## What is being asked
Count the lines in the items below that contain the string "brick", with uppercase and lowercase treated as different, and reply with only that number.

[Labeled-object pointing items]
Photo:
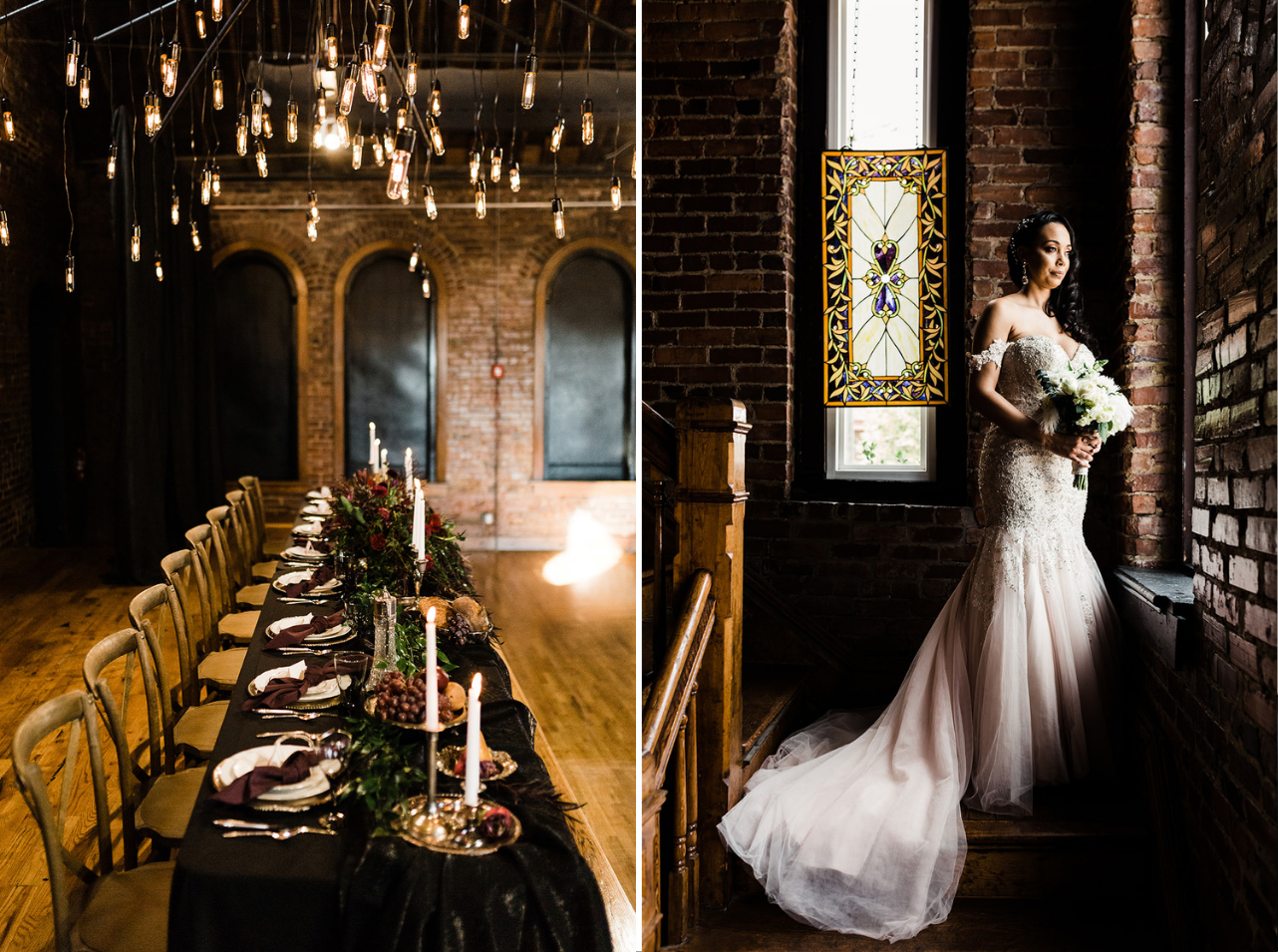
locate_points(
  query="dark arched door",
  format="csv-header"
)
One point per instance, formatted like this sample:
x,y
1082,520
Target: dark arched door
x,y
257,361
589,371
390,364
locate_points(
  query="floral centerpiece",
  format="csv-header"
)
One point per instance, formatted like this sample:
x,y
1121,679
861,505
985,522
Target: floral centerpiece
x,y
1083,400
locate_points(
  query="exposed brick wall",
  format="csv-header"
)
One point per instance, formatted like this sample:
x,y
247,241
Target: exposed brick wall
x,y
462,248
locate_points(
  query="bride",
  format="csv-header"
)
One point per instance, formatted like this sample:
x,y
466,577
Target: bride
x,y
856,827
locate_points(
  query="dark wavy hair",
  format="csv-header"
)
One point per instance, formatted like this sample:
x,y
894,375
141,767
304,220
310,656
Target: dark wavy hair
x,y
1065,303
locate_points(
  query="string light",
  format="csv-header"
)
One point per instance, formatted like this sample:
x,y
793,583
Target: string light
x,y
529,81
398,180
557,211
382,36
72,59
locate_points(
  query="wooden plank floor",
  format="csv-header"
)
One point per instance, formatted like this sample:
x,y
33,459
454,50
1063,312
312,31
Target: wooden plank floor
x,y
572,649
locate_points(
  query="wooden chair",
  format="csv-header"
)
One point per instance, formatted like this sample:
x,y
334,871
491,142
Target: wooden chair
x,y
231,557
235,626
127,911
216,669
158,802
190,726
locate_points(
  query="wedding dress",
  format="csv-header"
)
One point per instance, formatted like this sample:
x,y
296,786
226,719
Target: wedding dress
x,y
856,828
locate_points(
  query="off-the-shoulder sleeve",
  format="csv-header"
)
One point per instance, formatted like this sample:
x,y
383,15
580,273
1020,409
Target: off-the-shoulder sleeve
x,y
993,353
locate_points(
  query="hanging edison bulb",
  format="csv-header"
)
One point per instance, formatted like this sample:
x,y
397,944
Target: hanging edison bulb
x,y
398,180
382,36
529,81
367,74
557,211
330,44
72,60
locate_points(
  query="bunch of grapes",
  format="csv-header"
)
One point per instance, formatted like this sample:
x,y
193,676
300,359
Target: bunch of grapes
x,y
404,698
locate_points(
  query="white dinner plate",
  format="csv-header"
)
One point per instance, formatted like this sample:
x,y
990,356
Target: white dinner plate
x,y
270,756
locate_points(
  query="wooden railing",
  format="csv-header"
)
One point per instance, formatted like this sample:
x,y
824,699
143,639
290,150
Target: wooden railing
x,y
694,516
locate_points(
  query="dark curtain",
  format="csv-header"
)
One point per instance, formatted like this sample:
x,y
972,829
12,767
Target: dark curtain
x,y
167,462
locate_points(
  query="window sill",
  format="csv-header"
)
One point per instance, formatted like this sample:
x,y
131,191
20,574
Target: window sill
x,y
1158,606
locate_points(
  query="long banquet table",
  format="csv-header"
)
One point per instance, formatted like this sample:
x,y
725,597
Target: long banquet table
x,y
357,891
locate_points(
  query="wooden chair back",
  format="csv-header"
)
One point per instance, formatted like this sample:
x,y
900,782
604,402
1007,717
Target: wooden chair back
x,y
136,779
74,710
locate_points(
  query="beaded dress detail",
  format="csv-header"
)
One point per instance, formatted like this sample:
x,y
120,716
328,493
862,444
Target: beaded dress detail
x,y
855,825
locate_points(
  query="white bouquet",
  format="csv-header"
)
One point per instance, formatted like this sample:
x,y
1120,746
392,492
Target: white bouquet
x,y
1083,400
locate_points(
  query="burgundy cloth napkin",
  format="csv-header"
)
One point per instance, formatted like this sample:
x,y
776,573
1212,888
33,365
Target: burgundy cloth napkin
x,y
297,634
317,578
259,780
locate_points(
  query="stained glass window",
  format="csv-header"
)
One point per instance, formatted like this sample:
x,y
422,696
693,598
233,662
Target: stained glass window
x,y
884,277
---
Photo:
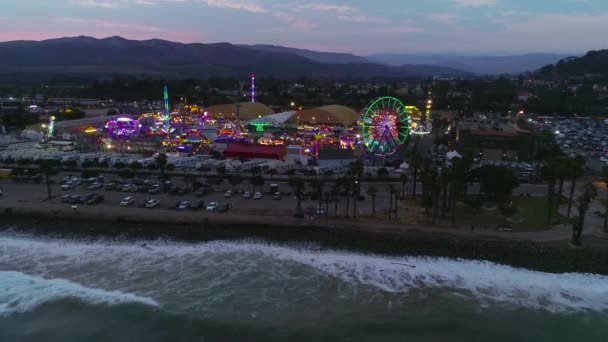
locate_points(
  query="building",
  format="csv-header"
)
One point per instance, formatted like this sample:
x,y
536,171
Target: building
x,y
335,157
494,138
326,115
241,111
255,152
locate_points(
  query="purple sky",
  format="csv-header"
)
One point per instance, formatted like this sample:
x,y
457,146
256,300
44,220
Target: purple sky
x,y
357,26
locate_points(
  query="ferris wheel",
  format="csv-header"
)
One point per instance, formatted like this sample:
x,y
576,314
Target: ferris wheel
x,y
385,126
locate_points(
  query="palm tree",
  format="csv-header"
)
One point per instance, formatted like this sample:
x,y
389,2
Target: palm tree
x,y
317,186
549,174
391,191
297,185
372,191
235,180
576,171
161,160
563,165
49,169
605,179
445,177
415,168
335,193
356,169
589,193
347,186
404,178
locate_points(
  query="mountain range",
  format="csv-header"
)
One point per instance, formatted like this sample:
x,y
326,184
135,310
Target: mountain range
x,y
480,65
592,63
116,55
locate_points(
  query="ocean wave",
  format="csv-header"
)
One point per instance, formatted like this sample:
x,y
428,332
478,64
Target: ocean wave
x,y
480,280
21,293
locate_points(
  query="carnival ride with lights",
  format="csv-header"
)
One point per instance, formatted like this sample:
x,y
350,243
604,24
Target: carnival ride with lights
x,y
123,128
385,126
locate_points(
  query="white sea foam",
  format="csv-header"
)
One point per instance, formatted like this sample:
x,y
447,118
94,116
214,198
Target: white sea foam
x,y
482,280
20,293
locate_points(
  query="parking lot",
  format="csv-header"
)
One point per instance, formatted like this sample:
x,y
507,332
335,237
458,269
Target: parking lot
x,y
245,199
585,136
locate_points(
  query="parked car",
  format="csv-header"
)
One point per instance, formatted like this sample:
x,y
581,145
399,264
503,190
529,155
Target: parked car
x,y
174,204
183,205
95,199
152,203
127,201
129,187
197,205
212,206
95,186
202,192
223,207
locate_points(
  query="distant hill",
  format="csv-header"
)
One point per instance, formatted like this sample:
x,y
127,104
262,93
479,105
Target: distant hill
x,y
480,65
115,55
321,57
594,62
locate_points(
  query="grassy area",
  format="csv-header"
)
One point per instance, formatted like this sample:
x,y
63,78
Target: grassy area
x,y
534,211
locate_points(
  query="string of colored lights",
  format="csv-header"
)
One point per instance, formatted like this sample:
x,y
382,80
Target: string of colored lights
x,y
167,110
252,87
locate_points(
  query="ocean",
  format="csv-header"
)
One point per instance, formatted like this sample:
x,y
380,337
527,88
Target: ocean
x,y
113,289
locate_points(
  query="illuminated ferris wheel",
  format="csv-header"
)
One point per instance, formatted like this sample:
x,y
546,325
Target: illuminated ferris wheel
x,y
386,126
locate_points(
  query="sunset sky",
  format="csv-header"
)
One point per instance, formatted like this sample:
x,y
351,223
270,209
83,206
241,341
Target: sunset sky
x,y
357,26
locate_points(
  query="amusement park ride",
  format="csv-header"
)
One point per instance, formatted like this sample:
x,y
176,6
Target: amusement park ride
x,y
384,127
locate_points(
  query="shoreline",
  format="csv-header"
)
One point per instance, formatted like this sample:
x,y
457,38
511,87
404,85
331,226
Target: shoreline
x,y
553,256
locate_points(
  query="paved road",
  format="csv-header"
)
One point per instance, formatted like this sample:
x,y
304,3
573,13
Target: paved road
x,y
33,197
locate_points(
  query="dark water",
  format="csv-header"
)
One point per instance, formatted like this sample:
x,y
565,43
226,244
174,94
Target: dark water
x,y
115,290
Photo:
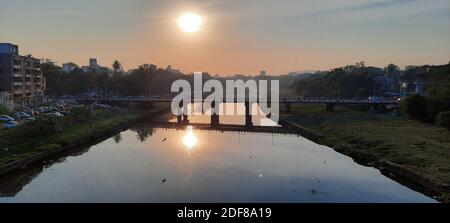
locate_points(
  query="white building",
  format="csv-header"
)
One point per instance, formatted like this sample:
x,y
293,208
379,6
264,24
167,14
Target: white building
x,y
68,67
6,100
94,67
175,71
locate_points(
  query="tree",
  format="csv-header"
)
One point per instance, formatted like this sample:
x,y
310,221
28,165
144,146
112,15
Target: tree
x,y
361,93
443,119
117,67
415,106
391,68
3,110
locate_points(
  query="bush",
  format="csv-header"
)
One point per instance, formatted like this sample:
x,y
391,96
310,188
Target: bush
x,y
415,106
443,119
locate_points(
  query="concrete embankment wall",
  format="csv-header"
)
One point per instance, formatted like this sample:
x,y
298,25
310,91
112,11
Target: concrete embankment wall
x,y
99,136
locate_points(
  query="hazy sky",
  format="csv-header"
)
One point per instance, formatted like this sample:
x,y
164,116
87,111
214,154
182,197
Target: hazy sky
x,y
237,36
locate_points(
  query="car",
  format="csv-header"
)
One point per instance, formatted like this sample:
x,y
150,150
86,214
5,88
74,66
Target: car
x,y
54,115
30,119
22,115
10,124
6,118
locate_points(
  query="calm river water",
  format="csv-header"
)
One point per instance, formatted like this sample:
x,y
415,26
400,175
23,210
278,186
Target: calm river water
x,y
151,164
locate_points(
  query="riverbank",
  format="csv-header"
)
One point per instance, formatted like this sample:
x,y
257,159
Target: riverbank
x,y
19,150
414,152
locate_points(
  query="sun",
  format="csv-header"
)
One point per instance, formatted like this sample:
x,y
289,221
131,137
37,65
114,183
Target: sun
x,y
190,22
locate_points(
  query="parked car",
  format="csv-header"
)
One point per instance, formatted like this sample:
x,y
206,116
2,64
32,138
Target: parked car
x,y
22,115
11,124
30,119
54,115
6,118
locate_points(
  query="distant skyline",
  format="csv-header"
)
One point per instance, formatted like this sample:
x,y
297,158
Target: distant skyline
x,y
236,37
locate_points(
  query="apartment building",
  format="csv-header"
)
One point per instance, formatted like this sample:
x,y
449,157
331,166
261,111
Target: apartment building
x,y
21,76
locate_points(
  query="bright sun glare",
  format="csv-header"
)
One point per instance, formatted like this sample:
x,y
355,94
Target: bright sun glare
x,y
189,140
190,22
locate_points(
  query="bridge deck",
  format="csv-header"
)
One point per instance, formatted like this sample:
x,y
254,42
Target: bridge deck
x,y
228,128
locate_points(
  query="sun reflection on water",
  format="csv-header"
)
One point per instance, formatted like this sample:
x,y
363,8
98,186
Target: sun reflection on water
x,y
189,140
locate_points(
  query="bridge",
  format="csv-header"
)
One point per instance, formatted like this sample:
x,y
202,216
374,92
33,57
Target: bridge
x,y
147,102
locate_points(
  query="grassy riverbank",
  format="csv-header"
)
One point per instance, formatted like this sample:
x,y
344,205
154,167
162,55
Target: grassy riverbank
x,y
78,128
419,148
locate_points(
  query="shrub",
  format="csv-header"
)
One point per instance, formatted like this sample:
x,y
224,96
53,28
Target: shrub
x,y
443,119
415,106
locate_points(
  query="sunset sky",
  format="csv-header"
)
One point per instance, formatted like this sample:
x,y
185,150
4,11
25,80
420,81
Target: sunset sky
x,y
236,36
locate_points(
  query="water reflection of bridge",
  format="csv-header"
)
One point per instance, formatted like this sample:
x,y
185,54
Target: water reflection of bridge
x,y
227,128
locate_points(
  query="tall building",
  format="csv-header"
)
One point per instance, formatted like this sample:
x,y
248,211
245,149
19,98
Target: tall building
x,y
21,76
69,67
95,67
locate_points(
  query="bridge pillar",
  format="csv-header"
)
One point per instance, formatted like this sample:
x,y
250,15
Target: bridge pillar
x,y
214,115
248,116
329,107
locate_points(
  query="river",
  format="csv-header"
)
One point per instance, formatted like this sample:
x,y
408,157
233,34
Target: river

## Problem solution
2